[SUPPLIED TEXT Boundary: Start]
12. **Check existing evaluators before creating new ones.** Always call `evaluator_catalog_get` before proposing or creating evaluators. Present the existing catalog to the user and map existing evaluators to the agent's evaluation needs. Only create a new evaluator when no existing one covers the required dimension. This applies to every workflow that involves evaluator selection - initial setup, re-evaluation, and optimization loops.
13. **Use correct parameters when deleting evaluators.** `evaluator_catalog_delete` requires both `name` (not `evaluatorName`) and `version`. When cleaning up redundant evaluators, always pass the explicit version string. If an evaluator has multiple versions (for example, `v1`, `v2`, `v3`), delete each version individually - there is no "delete all versions" shortcut. Discover version numbers with `evaluator_catalog_get` before attempting deletions.
[SUPPLIED TEXT Boundary: End]
[DATASET SECTION Boundary: Start]
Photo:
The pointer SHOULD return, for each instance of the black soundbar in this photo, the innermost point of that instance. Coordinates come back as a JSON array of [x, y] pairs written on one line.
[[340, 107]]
[DATASET SECTION Boundary: End]
> [TASK TO CARRY OUT]:
Copy the evaluator guidelines from the words "12. **Check existing" through the words "before attempting deletions.", and replace "redundant" with "duplicate".

> [EXERCISE RESULT]:
12. **Check existing evaluators before creating new ones.** Always call `evaluator_catalog_get` before proposing or creating evaluators. Present the existing catalog to the user and map existing evaluators to the agent's evaluation needs. Only create a new evaluator when no existing one covers the required dimension. This applies to every workflow that involves evaluator selection - initial setup, re-evaluation, and optimization loops.
13. **Use correct parameters when deleting evaluators.** `evaluator_catalog_delete` requires both `name` (not `evaluatorName`) and `version`. When cleaning up duplicate evaluators, always pass the explicit version string. If an evaluator has multiple versions (for example, `v1`, `v2`, `v3`), delete each version individually - there is no "delete all versions" shortcut. Discover version numbers with `evaluator_catalog_get` before attempting deletions.